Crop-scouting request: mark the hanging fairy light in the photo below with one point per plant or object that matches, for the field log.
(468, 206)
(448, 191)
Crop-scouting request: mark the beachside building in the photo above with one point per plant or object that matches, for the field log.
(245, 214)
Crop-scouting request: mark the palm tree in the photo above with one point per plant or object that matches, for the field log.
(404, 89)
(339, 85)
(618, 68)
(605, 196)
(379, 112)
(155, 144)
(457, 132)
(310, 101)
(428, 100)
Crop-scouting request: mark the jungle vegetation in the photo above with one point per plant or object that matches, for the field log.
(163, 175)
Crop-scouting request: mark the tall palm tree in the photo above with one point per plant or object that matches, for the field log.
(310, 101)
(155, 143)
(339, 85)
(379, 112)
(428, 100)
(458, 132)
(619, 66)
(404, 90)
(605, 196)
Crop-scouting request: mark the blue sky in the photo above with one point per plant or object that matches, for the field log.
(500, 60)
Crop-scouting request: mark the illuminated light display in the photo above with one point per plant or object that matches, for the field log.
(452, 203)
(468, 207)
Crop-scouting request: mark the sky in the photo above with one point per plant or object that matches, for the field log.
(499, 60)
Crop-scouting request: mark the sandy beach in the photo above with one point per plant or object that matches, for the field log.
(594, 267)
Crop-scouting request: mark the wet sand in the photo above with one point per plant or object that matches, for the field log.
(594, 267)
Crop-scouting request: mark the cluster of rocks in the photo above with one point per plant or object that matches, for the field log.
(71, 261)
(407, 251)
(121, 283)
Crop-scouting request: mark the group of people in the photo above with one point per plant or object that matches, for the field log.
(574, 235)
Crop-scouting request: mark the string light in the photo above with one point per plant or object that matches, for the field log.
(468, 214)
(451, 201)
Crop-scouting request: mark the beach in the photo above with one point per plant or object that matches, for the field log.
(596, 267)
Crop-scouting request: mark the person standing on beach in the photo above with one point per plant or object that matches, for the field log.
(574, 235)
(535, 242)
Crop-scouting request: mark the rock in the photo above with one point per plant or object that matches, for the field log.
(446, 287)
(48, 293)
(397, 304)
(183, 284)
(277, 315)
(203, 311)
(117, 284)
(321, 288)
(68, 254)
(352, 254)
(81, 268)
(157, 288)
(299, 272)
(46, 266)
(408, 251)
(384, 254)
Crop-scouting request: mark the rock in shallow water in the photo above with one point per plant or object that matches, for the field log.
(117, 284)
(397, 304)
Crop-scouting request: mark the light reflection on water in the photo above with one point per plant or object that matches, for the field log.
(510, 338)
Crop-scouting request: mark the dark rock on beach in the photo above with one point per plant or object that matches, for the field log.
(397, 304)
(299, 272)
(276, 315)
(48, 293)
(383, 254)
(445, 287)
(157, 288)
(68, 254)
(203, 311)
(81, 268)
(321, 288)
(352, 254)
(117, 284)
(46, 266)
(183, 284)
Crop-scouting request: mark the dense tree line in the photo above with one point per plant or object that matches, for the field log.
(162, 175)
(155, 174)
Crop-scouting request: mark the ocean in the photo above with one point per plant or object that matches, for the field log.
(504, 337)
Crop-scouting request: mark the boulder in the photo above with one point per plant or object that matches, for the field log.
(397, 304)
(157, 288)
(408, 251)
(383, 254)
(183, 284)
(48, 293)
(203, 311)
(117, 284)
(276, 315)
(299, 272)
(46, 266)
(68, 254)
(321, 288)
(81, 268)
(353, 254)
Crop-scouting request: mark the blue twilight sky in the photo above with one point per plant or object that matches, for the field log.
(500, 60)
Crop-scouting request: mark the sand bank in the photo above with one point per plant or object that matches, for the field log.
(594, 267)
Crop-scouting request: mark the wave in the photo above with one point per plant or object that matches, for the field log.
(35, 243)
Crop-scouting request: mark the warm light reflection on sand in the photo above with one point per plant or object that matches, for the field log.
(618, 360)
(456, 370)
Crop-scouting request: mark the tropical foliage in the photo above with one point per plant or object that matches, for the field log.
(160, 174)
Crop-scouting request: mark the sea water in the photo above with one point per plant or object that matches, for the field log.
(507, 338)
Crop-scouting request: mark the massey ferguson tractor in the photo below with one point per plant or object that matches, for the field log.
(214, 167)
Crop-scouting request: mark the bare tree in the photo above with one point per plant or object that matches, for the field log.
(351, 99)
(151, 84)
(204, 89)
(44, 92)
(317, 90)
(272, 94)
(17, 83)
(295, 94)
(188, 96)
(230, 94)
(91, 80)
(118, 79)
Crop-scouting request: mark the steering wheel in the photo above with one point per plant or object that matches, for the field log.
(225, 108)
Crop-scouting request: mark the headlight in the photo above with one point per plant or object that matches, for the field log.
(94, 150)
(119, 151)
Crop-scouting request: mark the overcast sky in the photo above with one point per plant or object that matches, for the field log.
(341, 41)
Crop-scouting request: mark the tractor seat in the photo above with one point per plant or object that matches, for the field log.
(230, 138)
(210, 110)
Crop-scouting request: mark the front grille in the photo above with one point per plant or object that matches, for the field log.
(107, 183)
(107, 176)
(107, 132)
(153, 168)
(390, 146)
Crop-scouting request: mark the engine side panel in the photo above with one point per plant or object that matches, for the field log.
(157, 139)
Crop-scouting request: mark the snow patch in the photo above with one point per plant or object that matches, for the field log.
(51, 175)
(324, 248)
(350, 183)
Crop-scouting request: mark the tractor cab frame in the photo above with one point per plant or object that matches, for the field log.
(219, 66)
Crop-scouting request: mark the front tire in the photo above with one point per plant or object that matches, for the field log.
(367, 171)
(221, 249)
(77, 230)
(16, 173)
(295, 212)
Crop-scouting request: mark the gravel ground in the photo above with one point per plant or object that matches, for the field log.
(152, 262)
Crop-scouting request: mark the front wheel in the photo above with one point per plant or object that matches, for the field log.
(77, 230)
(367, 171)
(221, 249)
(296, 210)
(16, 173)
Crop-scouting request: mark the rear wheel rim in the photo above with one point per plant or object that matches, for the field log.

Requirements
Copy all the lines above word for word.

Task output
Crop-scouting request: mark the hanging fairy light in the photo below with one point per plant or object that matches, for the field log.
(468, 206)
(448, 191)
Crop-scouting request: mark the beachside building in the photo above with one point per plant or object that matches, for the field log.
(245, 214)
Crop-scouting request: mark the palm tree in the photo above with one point per plant or object that matches, for the field log.
(404, 89)
(339, 85)
(618, 68)
(605, 196)
(379, 112)
(155, 144)
(457, 132)
(310, 101)
(428, 100)
Crop-scouting request: mark the jungle vegetation in the photo above with one point per plant or object that matches, for the field log.
(163, 175)
Crop-scouting request: mark the tall palm tree in the photo above with one point per plant or object that matches, for the field log.
(310, 101)
(155, 143)
(339, 85)
(379, 112)
(428, 100)
(458, 132)
(619, 66)
(404, 90)
(605, 196)
Crop-scouting request: mark the blue sky in the photo above with one point per plant or object that matches, for the field log.
(500, 60)
Crop-scouting request: mark the illuminated light display in the photo above with one point per plant or object that matches, for the field log.
(452, 203)
(468, 207)
Crop-scouting request: mark the sky in the photo above with one point per plant or object that matches, for the field log.
(499, 60)
Crop-scouting request: mark the sandy beach in the photo above with one point per plant or object that matches, for the field log.
(594, 267)
Crop-scouting request: mark the wet sand in the photo above with one point per plant or object that matches, for the field log.
(594, 267)
Crop-scouting request: mark the cluster of rocks in the photo above with one point per plant or object that matches, for the field log.
(71, 261)
(407, 251)
(121, 283)
Crop-scouting request: mark the group of people in the photo above with one point per plant or object that matches, for the field log.
(574, 235)
Crop-scouting request: mark the string light in the photo above with one point per plant or object that matches, for the field log.
(468, 214)
(451, 201)
Crop-scouting request: mark the beach in the photo above with one point per plant or object that matches, for the field log.
(596, 267)
Crop-scouting request: mark the person standing on beach in the photo above with one point per plant or object that matches, for the field log.
(574, 235)
(535, 242)
Crop-scouting request: mark the rock in the photo above with one point per plant or object that matches, for the field log.
(446, 287)
(48, 293)
(397, 304)
(183, 284)
(277, 315)
(203, 311)
(117, 284)
(321, 288)
(68, 254)
(352, 254)
(81, 268)
(157, 288)
(299, 272)
(46, 266)
(408, 251)
(384, 254)
Crop-scouting request: mark the rock in shallow water in the photo above with one point per plant or object that matches, for the field log.
(117, 284)
(397, 304)
Crop-scouting request: mark the light reflection on water in the photo above with one point per plant or object that matches, for the field log.
(510, 338)
Crop-scouting request: mark the dark rock on beach in the photo above with one point per plant or object that matches, for the field log.
(397, 304)
(299, 272)
(276, 315)
(48, 293)
(383, 254)
(445, 287)
(157, 288)
(68, 254)
(203, 311)
(81, 268)
(321, 288)
(352, 254)
(117, 284)
(46, 266)
(183, 284)
Crop-scouting request: mark the dense tree line in the photo above with one point per plant or object that matches, for the field log.
(162, 175)
(155, 174)
Crop-scouting request: mark the ocean in the photo above with one point per plant or object that matches, for the field log.
(504, 337)
Crop-scouting request: mark the boulder in the photo above with one point per plant or object that matches, for the field log.
(397, 304)
(157, 288)
(408, 251)
(383, 254)
(183, 284)
(48, 293)
(203, 311)
(117, 284)
(276, 315)
(299, 272)
(46, 266)
(68, 254)
(321, 288)
(81, 268)
(353, 254)
Crop-scouting request: mark the blue twilight sky in the photo above with one point per plant or object that matches, for the field log.
(500, 60)
Crop-scouting request: mark the sand bank in the photo above with one point per plant or object that matches, for the field log.
(594, 267)
Crop-scouting request: mark the wave in the photo above with one point per plant or object that matches, for the field log.
(35, 243)
Crop-scouting request: mark the warm light reflection on sand in the photo above with one point per plant or object that matches, for the field log.
(618, 360)
(456, 370)
Crop-scouting request: mark the tropical foliage in the photo above with one point per plant or object that matches, for the field log.
(160, 174)
Crop-scouting request: mark the sea water in the photo above with one point per plant or object that matches, for the field log.
(507, 338)
Crop-scouting request: mark the massey ferguson tractor in the photo below with one point per plant or object that matches, for the field log.
(214, 167)
Crop-scouting request: mark the bare tree in the photo above with one point per plant or object that matches, for the field log.
(351, 99)
(151, 84)
(204, 89)
(44, 92)
(317, 90)
(272, 94)
(17, 83)
(295, 94)
(188, 96)
(230, 94)
(91, 80)
(118, 79)
Crop-scouting request: mark the steering wheel in the photo above with one point per plant or object that matches, for the field log.
(225, 108)
Crop-scouting request: mark the headlight in the photo above with one point per plant or object that matches, for the field log.
(94, 150)
(119, 151)
Crop-scouting request: mark the overcast sky in the photo above with one point per plant or object that matches, for the field log.
(341, 41)
Crop-scouting request: mark the tractor seat in the photo above with one point per plant or object that matches, for the field log.
(230, 138)
(210, 110)
Crop-scouting request: mark the front grille in the photo above with one point per plant or object that matches, for the field log.
(107, 183)
(107, 176)
(107, 132)
(153, 168)
(390, 146)
Crop-scouting request: mark the engine side panel in the photo above with one point per plant or object that matches, for the field log.
(157, 139)
Crop-scouting request: mark the snow patch in the photo above with one point per plant or object that matches, for the field log.
(51, 175)
(324, 248)
(350, 183)
Crop-scouting request: mark the tractor cab frame in the photo above with one point per plant or object that matches, for the field log.
(219, 66)
Crop-scouting request: mark the front tire in the photo above with one point per plant or object that matches, for the field log.
(367, 171)
(221, 249)
(77, 230)
(16, 173)
(295, 212)
Crop-scouting request: mark the gravel ground in the photo above with one point per plant or object that matches, for the field log.
(152, 262)
Crop-scouting request: mark the front wheel in the photo above with one point per plant or object that matches, for the field log.
(77, 230)
(367, 171)
(221, 249)
(296, 210)
(16, 173)
Crop-scouting request: mark the rear wheel rim in the photo above with one point per plant or object that matches, for the field log.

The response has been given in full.